** start Exercise materials **

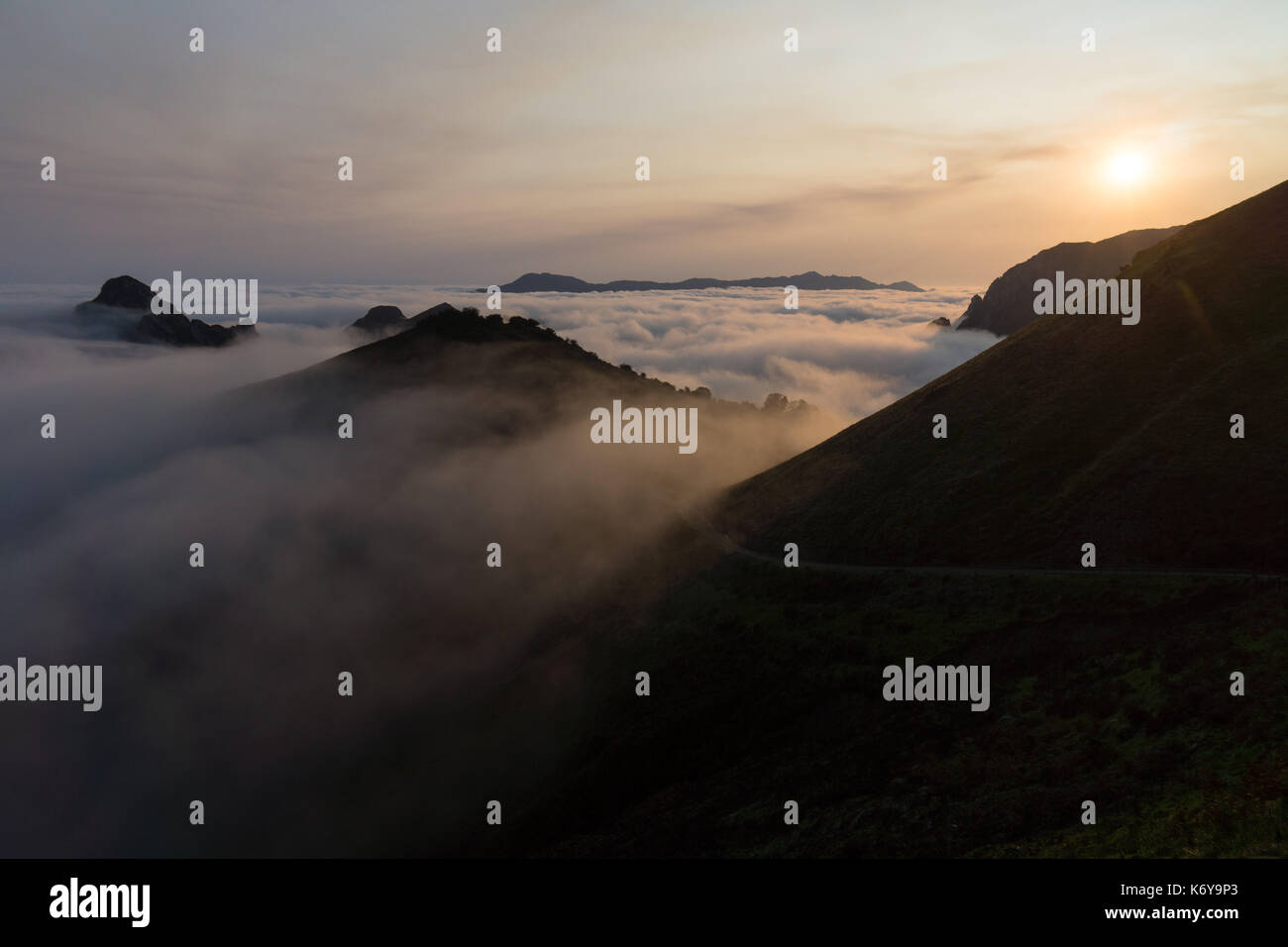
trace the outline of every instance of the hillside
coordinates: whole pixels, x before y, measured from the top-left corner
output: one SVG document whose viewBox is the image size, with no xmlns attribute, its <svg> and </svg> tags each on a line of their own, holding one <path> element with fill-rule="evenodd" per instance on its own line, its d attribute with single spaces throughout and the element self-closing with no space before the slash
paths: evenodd
<svg viewBox="0 0 1288 947">
<path fill-rule="evenodd" d="M 1057 244 L 1007 269 L 983 296 L 971 296 L 957 329 L 983 329 L 1010 335 L 1033 322 L 1033 282 L 1050 280 L 1060 269 L 1079 280 L 1103 280 L 1118 273 L 1132 256 L 1176 233 L 1180 227 L 1128 231 L 1095 244 Z"/>
<path fill-rule="evenodd" d="M 719 523 L 829 562 L 1070 567 L 1090 541 L 1103 566 L 1288 569 L 1285 222 L 1280 184 L 1185 227 L 1123 272 L 1139 325 L 1039 318 L 739 484 Z"/>
</svg>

** end Exercise materials **

Problem details: Reproduce the listing above verbatim, leaving out the pictures.

Exercise response:
trace the outline of every instance of the hillside
coordinates: whole pixels, x before y, measured from the top-left corner
output: one SVG document whose viewBox is the image size, with no xmlns attribute, its <svg> and </svg> tags each on a line of their own, holding one <path> element with fill-rule="evenodd" per instance on its own line, its d attribute with single spaces throughout and the element self-closing with no space before the slash
paths: evenodd
<svg viewBox="0 0 1288 947">
<path fill-rule="evenodd" d="M 1057 244 L 1007 269 L 983 296 L 971 296 L 957 329 L 983 329 L 1010 335 L 1033 322 L 1033 282 L 1050 280 L 1060 269 L 1079 280 L 1103 280 L 1118 273 L 1132 256 L 1176 233 L 1180 227 L 1128 231 L 1095 244 Z"/>
<path fill-rule="evenodd" d="M 719 523 L 829 562 L 1070 567 L 1090 541 L 1103 566 L 1288 569 L 1285 222 L 1280 184 L 1185 227 L 1123 272 L 1139 325 L 1039 318 L 739 484 Z"/>
</svg>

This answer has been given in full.